TO BE DONE – Copy everything from the start of the records down to the line containing "column 54, row 215", swapping "innermost" for "central" and keeping all else unchanged. Leave the pictures out of your answer.

EXTRACTED ENTRIES –

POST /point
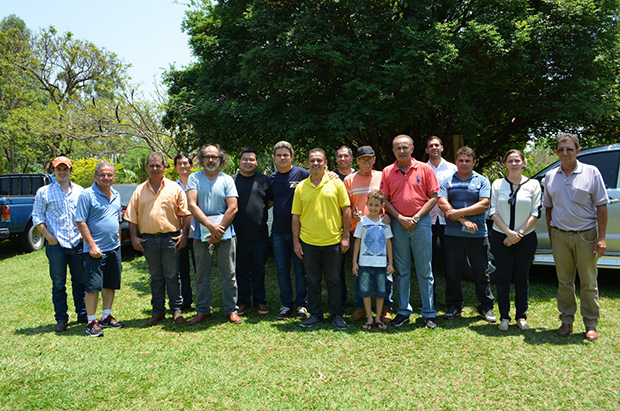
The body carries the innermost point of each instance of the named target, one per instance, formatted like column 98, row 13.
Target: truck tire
column 31, row 239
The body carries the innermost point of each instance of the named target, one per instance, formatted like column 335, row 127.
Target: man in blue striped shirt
column 54, row 215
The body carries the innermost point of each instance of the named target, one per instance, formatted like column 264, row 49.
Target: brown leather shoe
column 565, row 330
column 155, row 319
column 61, row 327
column 243, row 309
column 200, row 318
column 234, row 318
column 386, row 315
column 358, row 315
column 591, row 334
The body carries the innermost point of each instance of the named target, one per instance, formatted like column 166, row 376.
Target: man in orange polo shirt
column 158, row 208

THE COMPLETED TASK –
POST /point
The body carries the central point of each instance of the named target, one per instance, formatted like column 98, row 13.
Target: truck tire
column 31, row 239
The body carries the central point of each instance of the named target, one per instance, formatted like column 335, row 127.
Target: man in blue striped shirt
column 54, row 215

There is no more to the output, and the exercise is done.